- _Assigned task_
Carry the account below of a decade-long wait for an axial spondyloarthritis diagnosis forward from its final sentence.

My pain became so bad that, at times, I couldn’t get out of bed. I relied on crutches to remain mobile. It’s amazing to think of that now. An earlier diagnosis may have prevented all of that.
In hindsight, I was just 7 years old when the first symptoms of axial spondyloarthritis (axial SpA) started to show. It sounds unbelievable, doesn’t it? A 7-year-old with arthritis. But that was my reality. I wasn’t able to take part in the same activities as my peers throughout High School, which was extremely difficult.
At first my parents were assured that I was simply experiencing growing pains but as I entered my teenage years, the excruciating discomfort continued. After numerous doctor visits, an orthopaedic specialist decided the pain was being caused by flat feet and I was given insoles to wear as a solution. They didn’t help and through my 20s the pain I was experiencing intensified.
It became so excruciating that, at times, I couldn’t get out of bed. I was reliant on crutches. I struggle to think of that now. An earlier diagnosis may have prevented all of that.
I spent 10 years seeing the wrong specialists, searching for answers and being told ‘it was inexplicable pain’. Despite the fact I made all the doctors aware that my father had axial SpA, I was assured that ‘it was not something that young women get’. It was so frustrating, and my mood was low.
I finally found a rheumatologist in Edinburgh who identified axial SpA as being the cause of my pain. In the time that I’d waited for a diagnosis, my education and career had been severely impacted. Getting through college and university was a huge feat of endurance and I felt like my life was put on hold for a decade, while I navigated the healthcare system.

- _Data extracts_

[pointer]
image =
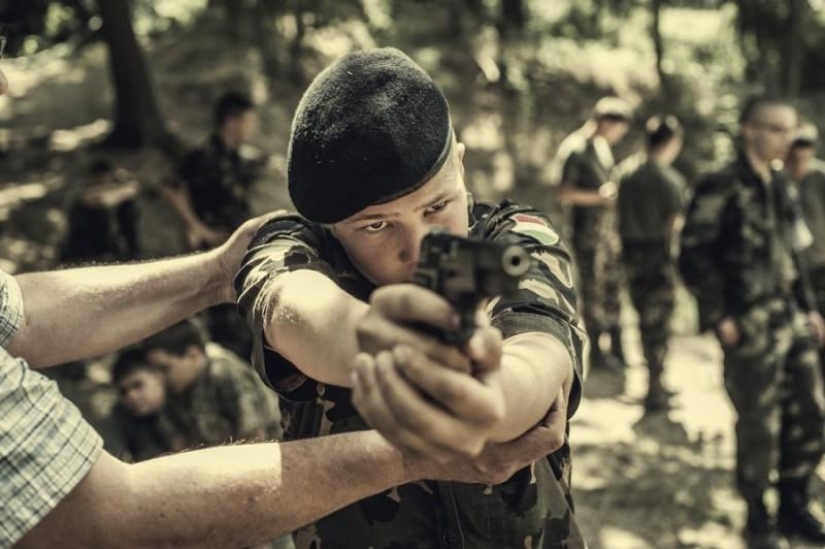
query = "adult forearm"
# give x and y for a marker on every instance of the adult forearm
(311, 321)
(85, 312)
(534, 369)
(240, 496)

- _Answer to the exercise_
Getting an official diagnosis was a huge relief but the wait meant permanent damage had already been done. To my relief, when I did fall pregnant, I was lucky and the pain temporarily went away. So, while I carried my first child, I was pain free and continued to be so for 3 years after. Sadly, the pain returned between later pregnancies, but I didn’t mind as I knew how to manage my condition with appropriate exercises and medicines. I was just so relieved that I could finally start enjoying my life.
I was terrified that my axial SpA would mean I wouldn’t be able to lift my baby or play with my kids, but my body adapted and we found our own ways of having fun. Play time can mean anything – walking the dog, cycling, climbing the hills where we live…there are lots of options around us. Having a diagnosis gives me the freedom to be the Mum I always wanted to be. Knowing how to manage my condition and having the right medication is key.
As a Mum, I focus on what I can do, not what I can’t do and I’m able to have great adventures with my brood.
Getting an official diagnosis was a huge relief but the wait meant permanent damage had already been done.